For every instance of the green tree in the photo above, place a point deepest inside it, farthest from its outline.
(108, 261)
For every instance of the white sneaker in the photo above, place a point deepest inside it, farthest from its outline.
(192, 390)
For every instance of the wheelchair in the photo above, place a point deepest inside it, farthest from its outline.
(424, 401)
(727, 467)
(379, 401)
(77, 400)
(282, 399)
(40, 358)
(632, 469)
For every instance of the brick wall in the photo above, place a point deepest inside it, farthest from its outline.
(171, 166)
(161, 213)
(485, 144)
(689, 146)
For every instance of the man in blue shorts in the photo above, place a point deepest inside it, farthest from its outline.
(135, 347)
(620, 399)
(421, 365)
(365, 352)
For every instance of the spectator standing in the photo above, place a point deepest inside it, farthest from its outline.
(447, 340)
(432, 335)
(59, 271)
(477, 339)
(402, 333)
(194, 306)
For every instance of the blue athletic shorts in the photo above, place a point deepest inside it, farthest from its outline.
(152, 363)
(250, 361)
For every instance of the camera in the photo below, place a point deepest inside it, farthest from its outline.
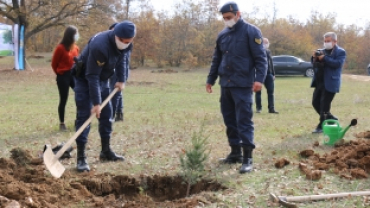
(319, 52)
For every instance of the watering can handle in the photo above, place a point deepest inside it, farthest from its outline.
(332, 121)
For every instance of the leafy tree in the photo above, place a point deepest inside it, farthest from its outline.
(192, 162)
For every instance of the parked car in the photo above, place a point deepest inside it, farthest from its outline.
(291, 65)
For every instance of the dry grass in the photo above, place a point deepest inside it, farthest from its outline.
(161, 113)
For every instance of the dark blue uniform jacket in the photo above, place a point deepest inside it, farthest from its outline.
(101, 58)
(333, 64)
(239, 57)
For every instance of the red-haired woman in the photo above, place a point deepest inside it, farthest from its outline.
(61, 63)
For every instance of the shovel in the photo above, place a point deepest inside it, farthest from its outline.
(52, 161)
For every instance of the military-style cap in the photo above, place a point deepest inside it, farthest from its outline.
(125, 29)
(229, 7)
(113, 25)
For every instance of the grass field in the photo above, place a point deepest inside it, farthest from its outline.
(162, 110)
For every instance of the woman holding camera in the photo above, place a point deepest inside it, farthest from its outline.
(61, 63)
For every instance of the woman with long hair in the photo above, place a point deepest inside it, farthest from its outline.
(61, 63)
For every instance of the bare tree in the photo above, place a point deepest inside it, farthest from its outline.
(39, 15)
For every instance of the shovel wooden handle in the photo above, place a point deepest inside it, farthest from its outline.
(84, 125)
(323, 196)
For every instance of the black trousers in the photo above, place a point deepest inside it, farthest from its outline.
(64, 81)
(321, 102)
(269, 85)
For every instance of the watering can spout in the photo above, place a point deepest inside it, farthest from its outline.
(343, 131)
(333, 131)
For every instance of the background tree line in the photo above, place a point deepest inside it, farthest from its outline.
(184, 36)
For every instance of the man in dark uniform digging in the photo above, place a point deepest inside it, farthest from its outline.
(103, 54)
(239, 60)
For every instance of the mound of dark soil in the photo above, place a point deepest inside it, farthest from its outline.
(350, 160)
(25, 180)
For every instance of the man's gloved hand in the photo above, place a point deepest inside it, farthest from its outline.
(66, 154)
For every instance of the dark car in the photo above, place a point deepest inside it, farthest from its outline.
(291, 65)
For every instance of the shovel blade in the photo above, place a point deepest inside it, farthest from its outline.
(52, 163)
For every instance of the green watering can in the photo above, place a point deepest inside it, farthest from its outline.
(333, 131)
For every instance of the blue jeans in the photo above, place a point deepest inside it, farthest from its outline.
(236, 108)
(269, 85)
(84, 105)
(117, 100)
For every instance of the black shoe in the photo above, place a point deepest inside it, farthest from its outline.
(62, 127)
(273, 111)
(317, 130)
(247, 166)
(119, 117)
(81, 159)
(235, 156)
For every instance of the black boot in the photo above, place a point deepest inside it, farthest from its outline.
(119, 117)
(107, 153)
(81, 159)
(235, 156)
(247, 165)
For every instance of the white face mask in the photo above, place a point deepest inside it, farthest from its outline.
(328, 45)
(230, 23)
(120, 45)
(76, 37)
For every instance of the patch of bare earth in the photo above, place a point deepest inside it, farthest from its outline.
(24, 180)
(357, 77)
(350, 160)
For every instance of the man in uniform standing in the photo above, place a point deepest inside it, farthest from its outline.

• • • • •

→ Exercise requirements
In the data above, find the line containing "For every instance of the shovel blade", then copy it and every later line exactly.

→ Task result
For every instance of the shovel blade in the photo above, place a point deepest inside it, farthest from its outline.
(52, 163)
For every instance of the green watering can in the photo above, place a point deepest inside it, farthest from its outline.
(333, 131)
For every instance of the blue jeans in the photo above, place a point deepest inside it, farthest from its outline.
(236, 108)
(269, 85)
(84, 105)
(117, 100)
For every instance of the black shoe in the photo above, place a point deepest inside it, farthest from its outline.
(62, 127)
(273, 111)
(317, 130)
(247, 166)
(119, 117)
(81, 159)
(235, 156)
For every instance of the black boot in the photo above, place a point deepest inside it, farthest from its outline.
(119, 117)
(107, 153)
(81, 159)
(235, 156)
(247, 165)
For every instance of the white face mask in the photo above, place a point deepest inside it, farthest from its outline.
(328, 45)
(230, 23)
(120, 45)
(76, 37)
For every instance of the patch of bare earth in the photo above, place a point deepest inside it, farthest from its outline.
(24, 180)
(357, 77)
(350, 160)
For every instance of the man in uniform standing in the photo above, place a point deepest inside it, farthest from its outline.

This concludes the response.